What the task asks:
Rewrite the stretch of rows from the start through the line containing "positive clicks: (864, 985) (851, 934)", replacing each "rough mask" with "coarse mask" and leaving everything else unchanged. Leave the pictures out of your answer.

▼

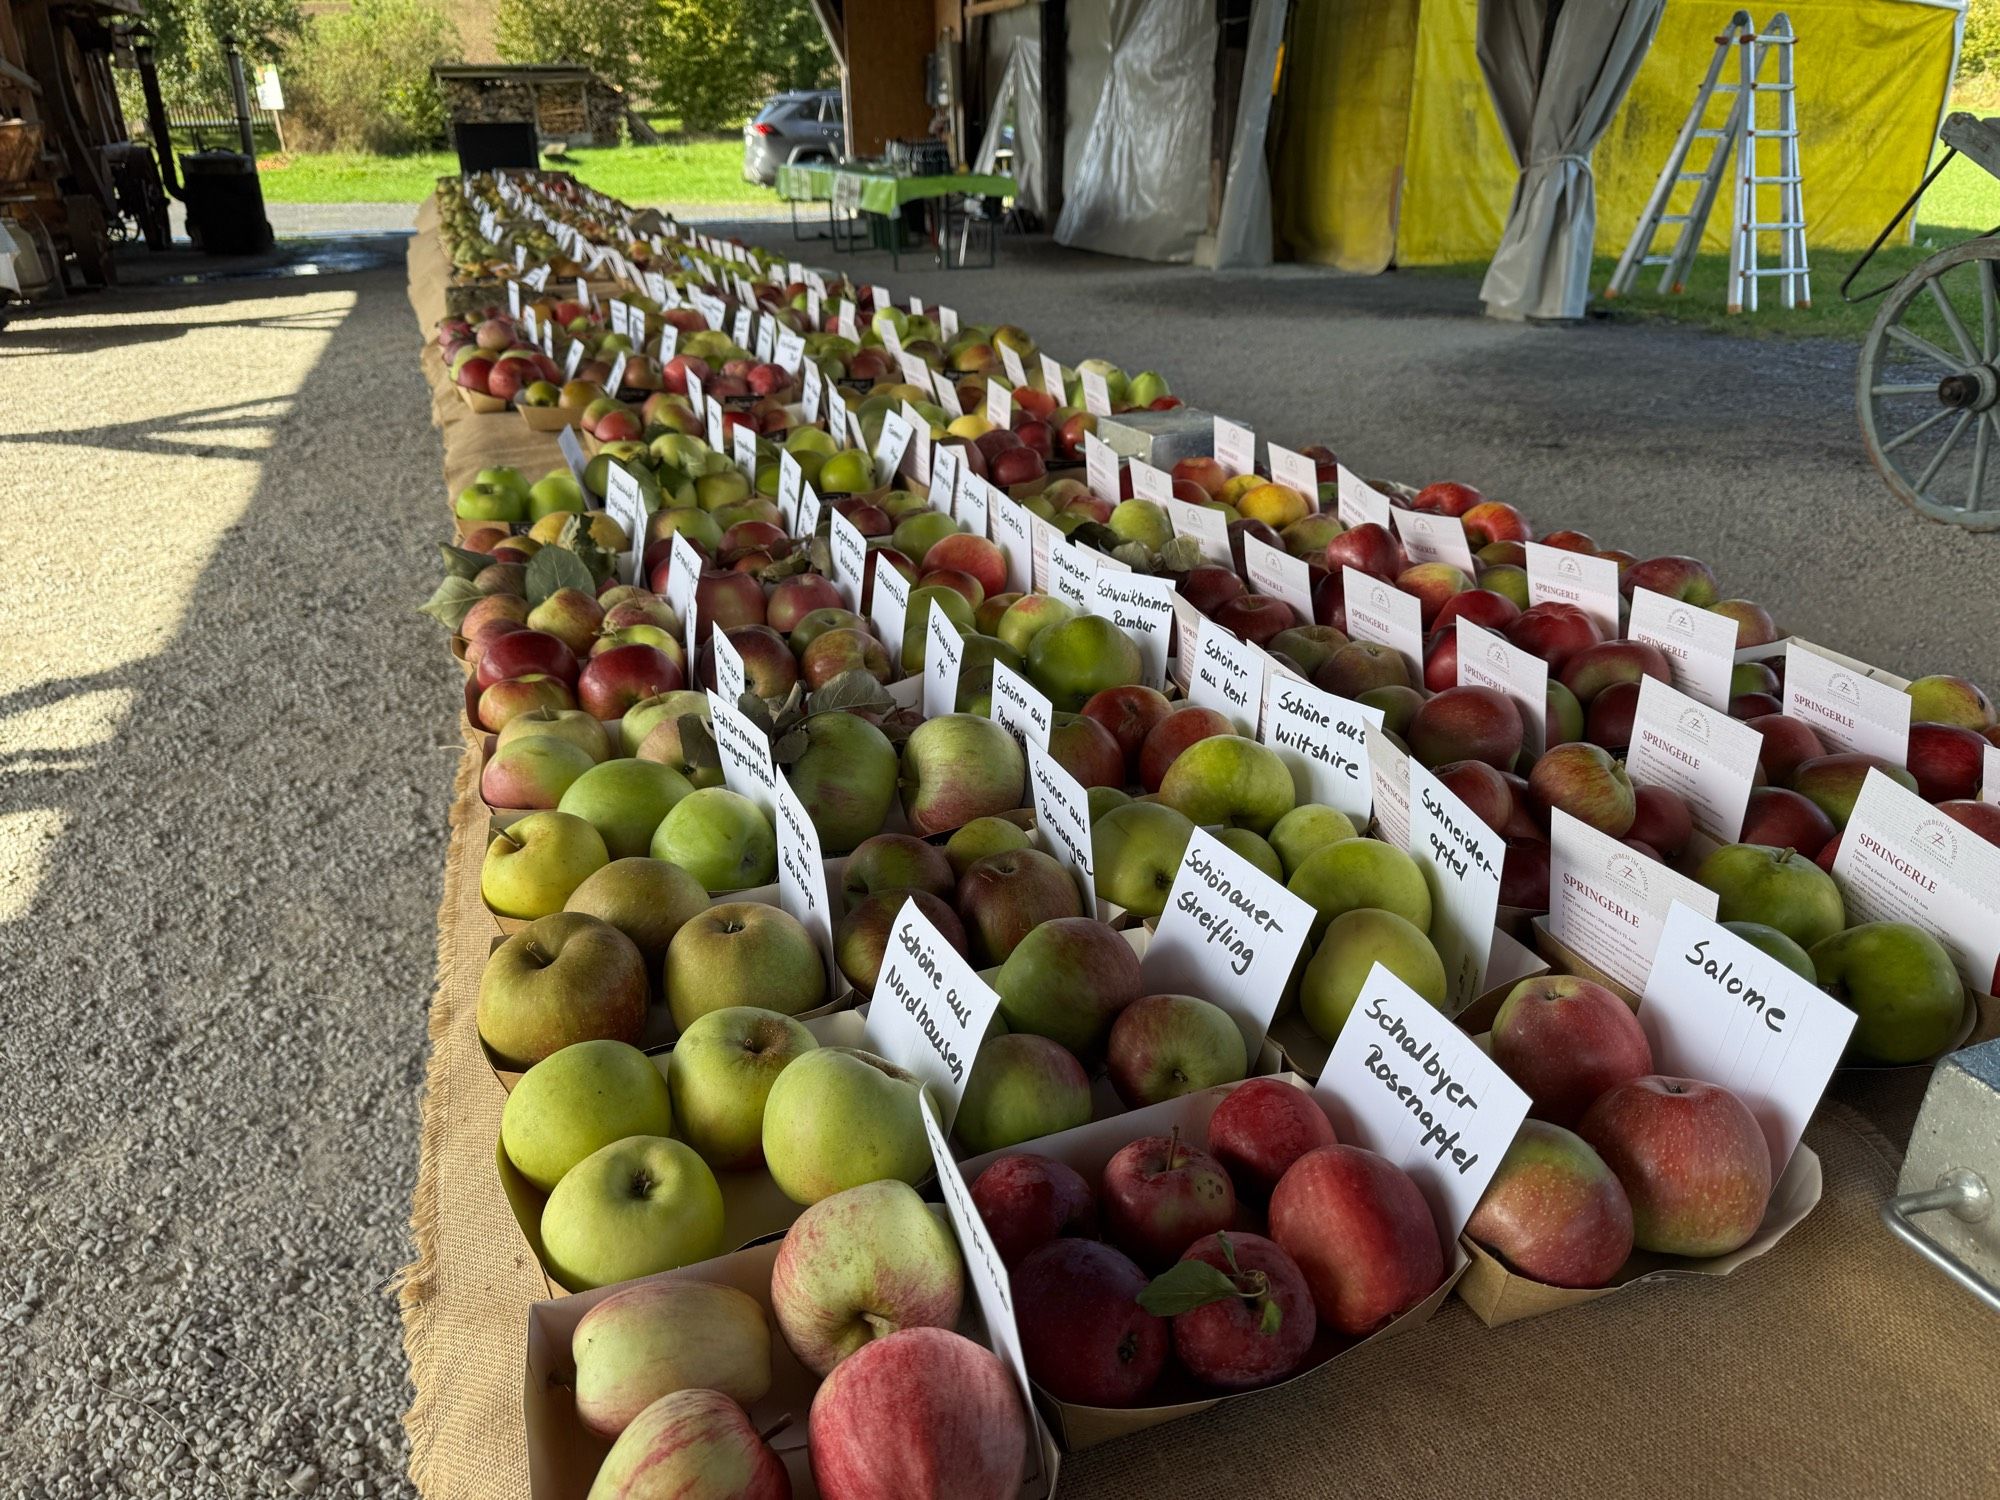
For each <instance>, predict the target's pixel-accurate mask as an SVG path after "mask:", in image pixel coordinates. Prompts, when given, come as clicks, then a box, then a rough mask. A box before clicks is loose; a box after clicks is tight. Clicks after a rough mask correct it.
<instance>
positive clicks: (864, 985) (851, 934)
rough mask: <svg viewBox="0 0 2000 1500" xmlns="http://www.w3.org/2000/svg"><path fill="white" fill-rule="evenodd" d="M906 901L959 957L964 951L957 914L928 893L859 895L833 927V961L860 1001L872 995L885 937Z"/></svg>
mask: <svg viewBox="0 0 2000 1500" xmlns="http://www.w3.org/2000/svg"><path fill="white" fill-rule="evenodd" d="M906 902H916V910H920V912H922V914H924V920H926V922H930V926H934V928H936V930H938V934H940V936H942V938H944V940H946V942H948V944H952V948H956V950H958V952H960V954H962V952H966V930H964V926H962V924H960V920H958V912H954V910H952V908H950V906H946V904H944V902H942V900H940V898H938V896H932V894H930V892H928V890H876V892H872V894H868V896H862V898H860V900H858V902H854V906H852V908H850V910H848V912H846V916H842V918H840V924H838V926H836V928H834V960H836V962H838V964H840V974H842V976H844V978H846V980H848V984H852V986H854V988H856V990H858V992H860V994H862V996H864V998H866V996H872V994H874V986H876V980H878V978H880V976H882V960H884V958H886V956H888V938H890V932H894V930H896V920H898V918H900V916H902V908H904V904H906Z"/></svg>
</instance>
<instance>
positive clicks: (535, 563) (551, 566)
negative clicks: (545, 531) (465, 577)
mask: <svg viewBox="0 0 2000 1500" xmlns="http://www.w3.org/2000/svg"><path fill="white" fill-rule="evenodd" d="M526 586H528V608H534V606H536V604H540V602H542V600H546V598H548V596H550V594H554V592H558V590H564V588H576V590H582V592H584V594H596V592H598V584H596V578H592V576H590V568H588V566H586V564H584V560H582V558H580V556H576V554H574V552H570V550H566V548H562V546H544V548H542V550H540V552H536V554H534V556H532V558H528V584H526ZM466 608H470V606H466Z"/></svg>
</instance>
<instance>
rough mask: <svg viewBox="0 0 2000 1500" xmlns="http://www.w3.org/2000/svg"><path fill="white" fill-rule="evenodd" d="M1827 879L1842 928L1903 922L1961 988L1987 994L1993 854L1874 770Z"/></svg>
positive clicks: (1853, 815) (1991, 846) (1870, 771)
mask: <svg viewBox="0 0 2000 1500" xmlns="http://www.w3.org/2000/svg"><path fill="white" fill-rule="evenodd" d="M1834 880H1838V882H1840V894H1842V896H1844V898H1846V902H1848V922H1910V924H1912V926H1920V928H1922V930H1924V932H1928V934H1930V936H1934V938H1936V940H1938V942H1942V944H1944V948H1946V952H1950V956H1952V962H1954V964H1958V972H1960V974H1962V976H1964V980H1966V984H1970V986H1972V988H1974V990H1980V992H1982V994H1992V984H1994V966H1996V962H2000V848H1994V846H1992V844H1988V842H1986V840H1984V838H1980V836H1978V834H1974V832H1972V830H1970V828H1966V826H1964V824H1960V822H1954V820H1952V818H1948V816H1944V814H1942V812H1938V810H1936V808H1934V806H1930V804H1928V802H1924V798H1920V796H1918V794H1916V792H1912V790H1908V788H1906V786H1898V784H1896V782H1892V780H1890V778H1888V776H1884V774H1882V772H1878V770H1870V772H1868V778H1866V780H1864V782H1862V794H1860V796H1858V798H1856V800H1854V814H1852V816H1850V818H1848V826H1846V832H1842V836H1840V852H1838V854H1836V856H1834Z"/></svg>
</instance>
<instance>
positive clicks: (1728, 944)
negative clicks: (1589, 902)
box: [1638, 902, 1860, 1176]
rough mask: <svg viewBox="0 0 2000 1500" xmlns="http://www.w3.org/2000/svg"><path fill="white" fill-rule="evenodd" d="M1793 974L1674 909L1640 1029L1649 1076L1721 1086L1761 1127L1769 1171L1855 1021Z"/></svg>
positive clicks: (1716, 931)
mask: <svg viewBox="0 0 2000 1500" xmlns="http://www.w3.org/2000/svg"><path fill="white" fill-rule="evenodd" d="M1858 1020H1860V1016H1856V1014H1854V1012H1852V1010H1848V1008H1846V1006H1844V1004H1840V1002H1838V1000H1834V998H1832V996H1830V994H1826V992H1824V990H1820V988H1818V986H1814V984H1812V982H1810V980H1804V978H1800V976H1798V974H1794V972H1792V970H1790V968H1786V966H1784V964H1780V962H1778V960H1776V958H1772V956H1768V954H1766V952H1762V950H1760V948H1754V946H1750V944H1748V942H1744V940H1742V938H1738V936H1736V934H1734V932H1730V930H1728V928H1724V926H1718V924H1716V922H1710V920H1708V918H1704V916H1702V914H1700V912H1694V910H1690V908H1686V906H1682V904H1680V902H1674V908H1672V910H1670V912H1668V918H1666V928H1664V930H1662V932H1660V952H1658V954H1656V956H1654V962H1652V974H1648V976H1646V1002H1644V1004H1642V1006H1640V1008H1638V1022H1640V1026H1644V1028H1646V1042H1648V1044H1650V1046H1652V1066H1654V1072H1662V1074H1666V1076H1668V1078H1700V1080H1702V1082H1704V1084H1720V1086H1722V1088H1726V1090H1730V1092H1732V1094H1734V1096H1736V1098H1740V1100H1742V1102H1744V1104H1748V1106H1750V1114H1754V1116H1756V1122H1758V1124H1760V1126H1764V1142H1766V1144H1768V1146H1770V1170H1772V1174H1774V1176H1776V1174H1778V1172H1782V1170H1784V1164H1786V1162H1790V1160H1792V1152H1794V1150H1796V1148H1798V1138H1800V1136H1802V1134H1804V1132H1806V1120H1810V1118H1812V1112H1814V1110H1816V1108H1818V1104H1820V1094H1824V1092H1826V1082H1828V1080H1830V1078H1832V1076H1834V1066H1836V1064H1838V1062H1840V1054H1842V1052H1844V1050H1846V1046H1848V1036H1850V1034H1852V1032H1854V1022H1858Z"/></svg>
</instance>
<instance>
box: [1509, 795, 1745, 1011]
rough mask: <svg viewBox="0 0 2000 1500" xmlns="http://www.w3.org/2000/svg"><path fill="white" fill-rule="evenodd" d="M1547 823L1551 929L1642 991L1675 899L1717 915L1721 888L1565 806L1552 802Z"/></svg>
mask: <svg viewBox="0 0 2000 1500" xmlns="http://www.w3.org/2000/svg"><path fill="white" fill-rule="evenodd" d="M1548 822H1550V830H1548V930H1550V932H1552V934H1554V936H1556V940H1558V942H1562V944H1564V946H1566V948H1570V950H1572V952H1576V954H1578V956H1580V958H1582V960H1584V962H1588V964H1592V966H1594V968H1598V970H1602V972H1604V974H1608V976H1612V978H1614V980H1618V982H1620V984H1622V986H1626V988H1628V990H1632V992H1634V994H1642V992H1644V990H1646V974H1648V972H1650V970H1652V954H1654V952H1656V950H1658V946H1660V930H1662V928H1664V926H1666V914H1668V912H1670V910H1672V906H1674V902H1682V904H1686V906H1690V908H1692V910H1696V912H1700V914H1702V916H1706V918H1710V920H1714V916H1716V900H1718V898H1716V892H1712V890H1708V888H1706V886H1698V884H1694V882H1692V880H1688V878H1686V876H1684V874H1678V872H1674V870H1668V868H1666V866H1664V864H1658V862H1656V860H1648V858H1646V856H1644V854H1640V852H1638V850H1632V848H1626V846H1624V844H1620V842H1618V840H1616V838H1610V836H1608V834H1600V832H1598V830H1596V828H1592V826H1590V824H1586V822H1582V820H1578V818H1572V816H1570V814H1568V812H1564V810H1562V808H1550V814H1548Z"/></svg>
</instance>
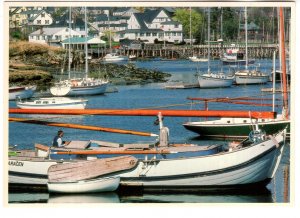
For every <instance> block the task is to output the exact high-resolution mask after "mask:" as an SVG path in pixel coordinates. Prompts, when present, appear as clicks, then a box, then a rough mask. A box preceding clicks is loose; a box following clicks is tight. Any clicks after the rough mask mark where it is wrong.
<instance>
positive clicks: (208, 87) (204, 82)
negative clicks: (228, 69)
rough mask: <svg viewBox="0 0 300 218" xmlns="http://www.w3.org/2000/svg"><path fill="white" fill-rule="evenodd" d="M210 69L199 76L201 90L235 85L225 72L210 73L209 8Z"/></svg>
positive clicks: (209, 12)
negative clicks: (233, 84) (202, 88)
mask: <svg viewBox="0 0 300 218" xmlns="http://www.w3.org/2000/svg"><path fill="white" fill-rule="evenodd" d="M207 16H208V36H207V38H208V39H207V42H208V62H207V63H208V67H207V68H208V69H207V73H204V74H200V75H199V76H198V82H199V86H200V88H223V87H230V86H231V85H232V83H233V80H234V76H228V75H225V74H224V73H223V72H219V73H212V72H211V71H210V8H208V15H207Z"/></svg>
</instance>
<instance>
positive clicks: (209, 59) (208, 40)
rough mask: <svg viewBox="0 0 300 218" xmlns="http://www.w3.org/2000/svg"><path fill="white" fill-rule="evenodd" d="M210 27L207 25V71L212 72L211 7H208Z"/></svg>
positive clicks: (208, 23)
mask: <svg viewBox="0 0 300 218" xmlns="http://www.w3.org/2000/svg"><path fill="white" fill-rule="evenodd" d="M207 16H208V21H207V22H208V27H207V45H208V52H207V58H208V61H207V65H208V66H207V72H208V73H209V74H210V8H208V13H207Z"/></svg>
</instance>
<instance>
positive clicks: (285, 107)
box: [279, 7, 289, 119]
mask: <svg viewBox="0 0 300 218" xmlns="http://www.w3.org/2000/svg"><path fill="white" fill-rule="evenodd" d="M279 17H280V40H281V61H282V63H281V72H282V83H283V108H284V118H285V119H288V117H289V112H288V96H287V80H286V60H285V44H284V43H285V36H284V14H283V8H282V7H280V8H279Z"/></svg>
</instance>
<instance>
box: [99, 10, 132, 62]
mask: <svg viewBox="0 0 300 218" xmlns="http://www.w3.org/2000/svg"><path fill="white" fill-rule="evenodd" d="M108 30H109V50H110V52H109V53H108V54H106V55H105V56H104V57H103V61H104V62H109V63H110V62H121V61H128V57H127V56H122V55H119V54H118V53H117V52H112V45H111V30H110V20H109V15H108Z"/></svg>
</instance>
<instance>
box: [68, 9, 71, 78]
mask: <svg viewBox="0 0 300 218" xmlns="http://www.w3.org/2000/svg"><path fill="white" fill-rule="evenodd" d="M71 13H72V11H71V7H69V51H68V52H69V54H68V58H69V60H68V73H69V74H68V78H69V80H70V79H71V60H70V59H71V28H72V26H71V22H72V17H71Z"/></svg>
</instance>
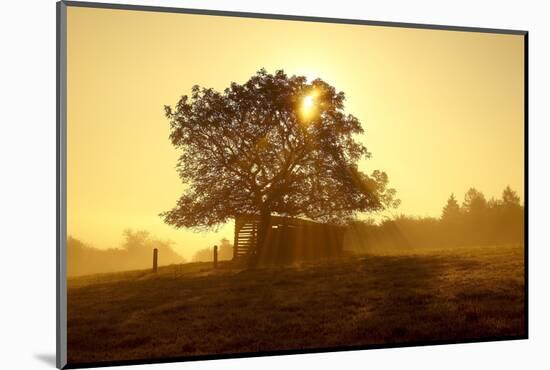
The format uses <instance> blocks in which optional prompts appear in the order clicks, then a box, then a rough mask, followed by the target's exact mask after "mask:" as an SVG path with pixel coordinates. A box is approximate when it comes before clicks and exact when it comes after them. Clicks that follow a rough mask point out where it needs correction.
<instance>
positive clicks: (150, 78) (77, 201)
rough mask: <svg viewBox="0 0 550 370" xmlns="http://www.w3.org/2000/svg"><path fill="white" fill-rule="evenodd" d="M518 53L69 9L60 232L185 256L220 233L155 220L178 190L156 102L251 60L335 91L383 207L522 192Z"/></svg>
mask: <svg viewBox="0 0 550 370" xmlns="http://www.w3.org/2000/svg"><path fill="white" fill-rule="evenodd" d="M523 58H524V57H523V37H522V36H513V35H495V34H483V33H471V32H457V31H441V30H419V29H404V28H388V27H374V26H360V25H343V24H326V23H313V22H293V21H280V20H258V19H244V18H231V17H218V16H205V15H187V14H169V13H154V12H142V11H126V10H107V9H87V8H76V7H69V8H68V169H67V171H68V210H67V212H68V233H69V234H70V235H72V236H74V237H76V238H79V239H81V240H82V241H84V242H86V243H90V244H92V245H94V246H95V247H98V248H107V247H116V246H117V245H118V244H119V243H120V242H121V241H122V230H123V229H125V228H134V229H146V230H149V231H151V232H152V233H153V234H155V235H156V236H158V237H159V238H163V239H171V240H173V241H174V242H176V250H177V251H178V252H179V253H180V254H182V255H183V256H185V257H187V258H189V257H191V255H192V254H193V252H194V251H196V250H197V249H200V248H204V247H206V246H211V245H213V244H215V243H216V242H217V241H218V240H219V239H220V238H221V237H223V236H225V237H227V238H228V239H230V240H232V238H233V230H232V225H231V224H228V225H224V226H222V227H221V228H220V230H219V231H218V233H213V232H212V233H206V234H199V233H195V232H192V231H188V230H176V229H174V228H173V227H171V226H168V225H166V224H164V223H163V222H162V220H161V218H160V217H159V216H158V214H159V213H160V212H163V211H166V210H169V209H170V208H171V207H172V206H174V205H175V202H176V200H177V199H178V197H179V196H180V195H181V193H182V191H183V187H182V185H181V182H180V180H179V178H178V175H177V173H176V170H175V164H176V160H177V157H178V153H177V152H176V151H175V150H174V149H173V147H172V146H171V144H170V142H169V140H168V135H169V124H168V121H167V120H166V118H165V117H164V109H163V106H164V105H166V104H167V105H174V104H175V103H176V102H177V101H178V99H179V97H180V96H181V95H184V94H189V93H190V90H191V87H192V85H194V84H199V85H201V86H206V87H213V88H216V89H220V90H222V89H224V88H225V87H227V86H228V85H229V84H230V82H231V81H236V82H239V83H242V82H245V81H246V80H247V79H248V78H249V77H250V76H251V75H253V74H254V73H255V72H256V71H257V70H258V69H260V68H262V67H264V68H266V69H267V70H268V71H269V72H274V71H275V70H277V69H284V70H285V72H287V73H288V74H290V75H292V74H300V75H305V76H307V77H308V78H310V79H314V78H317V77H321V78H322V79H324V80H325V81H327V82H328V83H330V84H331V85H333V86H335V87H336V89H338V90H342V91H344V92H345V93H346V96H347V104H346V111H347V112H349V113H352V114H354V115H355V116H357V117H358V118H359V119H360V120H361V122H362V123H363V127H364V128H365V134H364V136H362V137H360V138H359V139H360V140H363V141H364V142H365V144H366V146H367V148H368V149H369V151H370V152H372V154H373V156H372V158H371V159H370V160H367V161H364V162H362V163H361V168H362V169H363V170H364V171H366V172H369V173H370V172H371V171H372V170H374V169H381V170H384V171H386V172H387V173H388V175H389V178H390V182H391V186H392V187H395V188H396V189H397V191H398V197H399V198H400V199H401V200H402V205H401V207H400V208H399V209H398V210H397V211H394V213H404V214H411V215H420V216H426V215H429V216H439V215H440V213H441V208H442V206H443V205H444V203H445V201H446V199H447V198H448V196H449V194H450V193H451V192H454V193H455V194H456V195H457V196H458V197H459V199H462V197H463V195H464V192H465V191H466V190H467V189H468V188H469V187H471V186H475V187H477V188H478V189H479V190H481V191H483V192H484V193H485V195H486V196H487V197H488V198H490V197H492V196H495V197H499V196H500V195H501V192H502V189H503V188H504V187H505V186H506V185H510V186H511V187H512V188H513V189H515V190H517V191H518V192H519V193H520V194H521V195H522V194H523V190H524V189H523V173H524V172H523V171H524V169H523V161H524V156H523V151H524V146H523V144H524V130H523V115H524V106H523V94H524V90H523V84H524V80H523V77H524V76H523ZM522 200H523V196H522Z"/></svg>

▲

Answer for this exercise:
For each <instance>, predict the target's pixel-accurate mask as an SVG path after "mask:", in image pixel coordinates. Prompts, when given, come as clicks, then a box, then a coarse mask. A box before clicks is loose; a box after clicks is tight. Clicks after a coarse mask correct it.
<instance>
positive clicks: (864, 985) (851, 934)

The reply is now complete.